* TAREAS Y EJERCICIOS *
[a] Según el fragmento sobre los recuerdos del campo, ¿a qué distancia de la ciudad se encontraba El Valle?
[b] Resuma en dos oraciones el fragmento sobre los recuerdos del campo.

* FRAGMENTO DEL DOCUMENTO *
★ ★ ★

Recuerdo de los años en el campo
Manfredo Kempff Suarez
Acaba de fallecer mi primo hermano “Chacho” Kempff (Francisco Noel) y hace pocos años murió “Chingolo” Justiniano (Eduardo), ambos mis menores, con los que pasé parte de mi niñez y juventud, y claro, si a ellos ya se los ha llevado el Señor, no habría ningún motivo para que en cualquier momento también se acuerde de mí. Por eso es mejor escribir hoy.
Estas muertes de mis primos menores, me han hecho recordar, más que nada, el campo cruceño, donde pasamos juntos; donde comimos masaco de yuca y “picao” de plátano. Aquel Buen Retiro que fue inicialmente de mi abuela paterna Luisa Mercado y luego de mi tío Noel, en la banda del Piraí; y El Valle, enorme propiedad de mi abuelo materno Virgilio Suárez, a cinco kilómetros de la ciudad sobre la carretera al norte, hoy plena urbe.

★ ★ ★

[Descripciones de regiones en lenguaje natural]

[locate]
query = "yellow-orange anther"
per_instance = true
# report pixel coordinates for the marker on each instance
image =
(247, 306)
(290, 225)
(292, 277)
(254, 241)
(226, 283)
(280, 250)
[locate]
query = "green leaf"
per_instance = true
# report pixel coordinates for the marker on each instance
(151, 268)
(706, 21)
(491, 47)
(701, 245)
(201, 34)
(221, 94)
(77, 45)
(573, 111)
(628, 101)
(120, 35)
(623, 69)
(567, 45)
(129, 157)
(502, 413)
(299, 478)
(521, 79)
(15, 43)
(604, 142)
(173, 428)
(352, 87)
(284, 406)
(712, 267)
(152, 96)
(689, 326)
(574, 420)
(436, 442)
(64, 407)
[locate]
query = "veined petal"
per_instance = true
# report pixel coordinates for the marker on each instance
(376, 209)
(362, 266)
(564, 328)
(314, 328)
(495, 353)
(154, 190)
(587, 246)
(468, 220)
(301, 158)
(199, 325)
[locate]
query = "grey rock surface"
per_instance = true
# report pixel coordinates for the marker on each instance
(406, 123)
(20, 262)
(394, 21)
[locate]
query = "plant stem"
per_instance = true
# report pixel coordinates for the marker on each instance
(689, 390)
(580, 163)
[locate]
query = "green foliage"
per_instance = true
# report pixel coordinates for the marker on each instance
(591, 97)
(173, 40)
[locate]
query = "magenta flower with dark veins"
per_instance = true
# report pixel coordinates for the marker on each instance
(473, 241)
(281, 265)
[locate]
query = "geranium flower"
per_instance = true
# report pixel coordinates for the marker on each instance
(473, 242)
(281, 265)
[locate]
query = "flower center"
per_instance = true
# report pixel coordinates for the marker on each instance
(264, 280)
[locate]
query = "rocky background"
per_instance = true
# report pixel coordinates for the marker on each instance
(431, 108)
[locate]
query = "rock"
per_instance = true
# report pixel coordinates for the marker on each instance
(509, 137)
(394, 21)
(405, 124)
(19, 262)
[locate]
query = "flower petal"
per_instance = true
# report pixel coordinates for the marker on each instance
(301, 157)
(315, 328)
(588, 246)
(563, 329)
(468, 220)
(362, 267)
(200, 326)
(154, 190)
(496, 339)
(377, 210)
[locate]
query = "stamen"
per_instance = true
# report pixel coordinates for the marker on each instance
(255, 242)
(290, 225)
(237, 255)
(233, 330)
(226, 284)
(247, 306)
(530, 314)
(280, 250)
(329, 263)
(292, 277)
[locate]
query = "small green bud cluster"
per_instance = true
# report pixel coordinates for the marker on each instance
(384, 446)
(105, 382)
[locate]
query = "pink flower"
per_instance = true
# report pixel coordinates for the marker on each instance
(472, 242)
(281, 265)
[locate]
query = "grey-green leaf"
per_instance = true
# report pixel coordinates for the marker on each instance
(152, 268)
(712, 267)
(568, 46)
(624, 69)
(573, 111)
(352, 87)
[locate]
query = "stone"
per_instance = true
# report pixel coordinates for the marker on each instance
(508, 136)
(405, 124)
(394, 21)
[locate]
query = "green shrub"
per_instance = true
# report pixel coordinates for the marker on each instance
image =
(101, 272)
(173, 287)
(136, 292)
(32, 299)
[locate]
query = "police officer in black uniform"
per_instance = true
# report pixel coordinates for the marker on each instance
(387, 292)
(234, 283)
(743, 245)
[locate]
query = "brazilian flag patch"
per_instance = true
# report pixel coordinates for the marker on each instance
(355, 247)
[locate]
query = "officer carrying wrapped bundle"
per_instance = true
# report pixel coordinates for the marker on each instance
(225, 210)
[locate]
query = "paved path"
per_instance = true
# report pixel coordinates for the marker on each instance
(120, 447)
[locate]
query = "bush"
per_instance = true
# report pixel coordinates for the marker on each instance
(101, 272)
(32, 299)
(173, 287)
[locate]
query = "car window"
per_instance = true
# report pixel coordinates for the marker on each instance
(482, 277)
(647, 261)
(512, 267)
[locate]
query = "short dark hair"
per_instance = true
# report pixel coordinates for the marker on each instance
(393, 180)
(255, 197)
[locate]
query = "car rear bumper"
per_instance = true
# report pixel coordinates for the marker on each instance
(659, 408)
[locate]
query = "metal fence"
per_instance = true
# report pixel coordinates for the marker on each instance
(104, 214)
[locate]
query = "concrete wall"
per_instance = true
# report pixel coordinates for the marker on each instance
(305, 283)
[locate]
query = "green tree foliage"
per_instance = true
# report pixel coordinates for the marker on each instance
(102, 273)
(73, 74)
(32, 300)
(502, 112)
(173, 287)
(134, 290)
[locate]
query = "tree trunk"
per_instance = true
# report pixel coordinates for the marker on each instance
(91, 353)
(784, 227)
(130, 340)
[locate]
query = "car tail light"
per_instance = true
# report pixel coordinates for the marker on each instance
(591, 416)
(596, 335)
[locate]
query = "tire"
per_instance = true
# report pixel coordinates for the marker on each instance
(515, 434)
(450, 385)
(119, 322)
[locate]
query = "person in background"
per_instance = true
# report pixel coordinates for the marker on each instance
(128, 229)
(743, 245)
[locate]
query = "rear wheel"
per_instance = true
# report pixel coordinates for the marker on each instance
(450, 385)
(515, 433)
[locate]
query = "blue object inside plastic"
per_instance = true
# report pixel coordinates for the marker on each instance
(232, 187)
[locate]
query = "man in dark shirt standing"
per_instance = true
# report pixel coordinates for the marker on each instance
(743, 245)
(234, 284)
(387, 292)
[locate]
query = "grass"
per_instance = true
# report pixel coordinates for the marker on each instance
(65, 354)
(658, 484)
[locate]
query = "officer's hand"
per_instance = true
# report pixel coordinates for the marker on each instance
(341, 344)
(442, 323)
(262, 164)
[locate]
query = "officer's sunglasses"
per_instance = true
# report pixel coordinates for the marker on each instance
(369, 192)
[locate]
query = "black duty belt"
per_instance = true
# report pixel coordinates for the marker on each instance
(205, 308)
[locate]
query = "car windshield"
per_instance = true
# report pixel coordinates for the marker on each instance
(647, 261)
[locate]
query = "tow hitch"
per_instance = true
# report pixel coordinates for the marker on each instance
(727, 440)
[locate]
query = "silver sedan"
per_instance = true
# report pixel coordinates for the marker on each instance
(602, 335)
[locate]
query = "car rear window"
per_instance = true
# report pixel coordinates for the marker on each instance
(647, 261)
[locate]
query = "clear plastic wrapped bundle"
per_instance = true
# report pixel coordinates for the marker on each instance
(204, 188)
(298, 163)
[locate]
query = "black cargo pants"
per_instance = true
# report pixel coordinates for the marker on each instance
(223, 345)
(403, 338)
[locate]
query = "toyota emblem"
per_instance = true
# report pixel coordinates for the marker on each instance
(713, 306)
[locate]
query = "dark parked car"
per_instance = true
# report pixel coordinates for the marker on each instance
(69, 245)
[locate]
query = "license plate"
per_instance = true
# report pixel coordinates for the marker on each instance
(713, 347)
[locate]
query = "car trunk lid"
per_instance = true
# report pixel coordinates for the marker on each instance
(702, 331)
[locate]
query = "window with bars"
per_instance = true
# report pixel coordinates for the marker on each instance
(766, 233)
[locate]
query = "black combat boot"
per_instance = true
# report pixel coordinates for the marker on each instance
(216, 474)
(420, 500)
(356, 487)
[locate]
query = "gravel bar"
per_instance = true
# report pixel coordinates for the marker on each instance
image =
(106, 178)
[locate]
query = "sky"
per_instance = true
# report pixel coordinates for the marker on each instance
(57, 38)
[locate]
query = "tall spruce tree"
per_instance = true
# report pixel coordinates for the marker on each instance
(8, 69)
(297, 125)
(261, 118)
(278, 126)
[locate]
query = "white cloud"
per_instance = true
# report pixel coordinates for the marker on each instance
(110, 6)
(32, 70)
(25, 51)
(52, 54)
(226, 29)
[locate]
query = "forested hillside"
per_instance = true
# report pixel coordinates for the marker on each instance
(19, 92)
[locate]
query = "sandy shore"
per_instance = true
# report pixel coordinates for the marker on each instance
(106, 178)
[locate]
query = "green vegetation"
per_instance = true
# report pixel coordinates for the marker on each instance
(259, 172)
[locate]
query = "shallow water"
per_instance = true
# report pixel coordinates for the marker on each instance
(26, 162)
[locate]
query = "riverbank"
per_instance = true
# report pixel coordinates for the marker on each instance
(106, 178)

★ ★ ★

* RESULTADOS POR TAREA *
[a] A cinco kilómetros de la ciudad, sobre la carretera al norte.

[b] La muerte reciente de "Chacho" Kempff y la de "Chingolo" Justiniano, ocurrida pocos años antes, primos menores con quienes pasó parte de su niñez y juventud, llevan a quien escribe a considerar que es mejor escribir hoy. Esas muertes le hacen recordar el campo cruceño, en especial Buen Retiro, en la banda del Piraí, y El Valle, la enorme propiedad de su abuelo materno Virgilio Suárez.